# Passage shown

Having met with the Minister for Planning, Nick Boles, there were concerns raised by him over complicated language used within the form that most people wouldn’t understand, he himself self said this was a matter of concern.
Secondly some for their ability to keep this, the biggest and most important topic, out of the public eye. There has been little or no inclusion for the residents to have an input, in my view. In doing so, full advantage has been takenof the public’s apathy and naivety.
We know, having tried to keep this in the public eye, that when we speak to people in our every day lives they are first surprised then shocked when it is revealed to them that some town and borourgh councillors are in support and in favour to build 600 houses in Kimberley.
The Kimberley Residents’ Association, which is opposed to the number of houses proposed, have, over the last six months, called several public meeting’s and also compiled, with the help of a planning expert, a statement of objection that as been submitted to the planning inspectorate.This was a detailed and sound objection, based on law and practicalities.
At the Kimberley Town Council meeting, which was highlighted in the Advertiser by the residents’ association, several of the public who attended were called nimbys. I found this incredible.
The Kimberley Residents’ Association will continue to fight against the 25% increase in housing for Kimberley, although the whole process of consultation look’s to have been an expensive PR exercise.
Given that Kimberley seems to have been marked out as the area to receive the largest amount of social housing on scale and the natural evolutionary balance is set to be disrupted and the social solidarity that as taken decades to evolve and take root, a new ‘Clone Town’ will emerge to replace the community’s sense of place. There’s an old saying round these parts: “you get what you vote for”!

# Required actions
**A)** In the letter on Kimberley housing, what did the Kimberley Residents' Association submit to the planning inspectorate?
**B)** Extract every line of the entries below that contains the string "whisker". Matching is case-sensitive.

(Records from a point labeling set)
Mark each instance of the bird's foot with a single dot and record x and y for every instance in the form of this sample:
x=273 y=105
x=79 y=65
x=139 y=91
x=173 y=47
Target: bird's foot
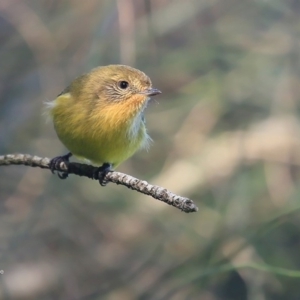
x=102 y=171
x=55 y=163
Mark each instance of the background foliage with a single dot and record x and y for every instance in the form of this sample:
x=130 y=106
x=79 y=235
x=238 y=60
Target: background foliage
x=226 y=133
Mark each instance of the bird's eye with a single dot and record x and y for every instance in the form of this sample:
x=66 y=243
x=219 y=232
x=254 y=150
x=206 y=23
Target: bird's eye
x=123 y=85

...

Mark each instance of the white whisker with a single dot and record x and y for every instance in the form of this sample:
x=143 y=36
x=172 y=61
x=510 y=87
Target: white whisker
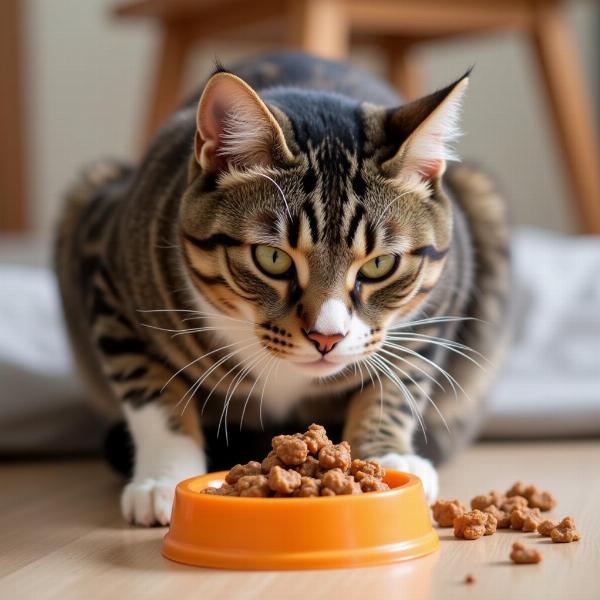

--

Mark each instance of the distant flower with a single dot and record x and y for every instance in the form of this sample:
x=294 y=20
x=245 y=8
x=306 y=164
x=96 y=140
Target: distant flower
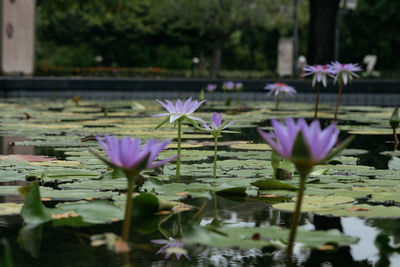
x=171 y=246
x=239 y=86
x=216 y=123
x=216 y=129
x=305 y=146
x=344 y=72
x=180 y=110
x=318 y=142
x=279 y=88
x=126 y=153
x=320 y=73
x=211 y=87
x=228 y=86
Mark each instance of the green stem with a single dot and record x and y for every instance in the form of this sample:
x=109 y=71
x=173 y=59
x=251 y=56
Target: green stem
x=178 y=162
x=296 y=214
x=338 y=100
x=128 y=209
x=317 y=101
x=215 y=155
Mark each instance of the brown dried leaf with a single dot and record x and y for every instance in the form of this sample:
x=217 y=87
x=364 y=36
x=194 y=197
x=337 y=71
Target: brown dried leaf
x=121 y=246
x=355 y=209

# Answers for the exercise
**A)** A statement of objection, compiled with the help of a planning expert.

**B)**
Mark each instance of the white whisker with a single dot and record x and y for every instance in the form of this sample:
Target: white whisker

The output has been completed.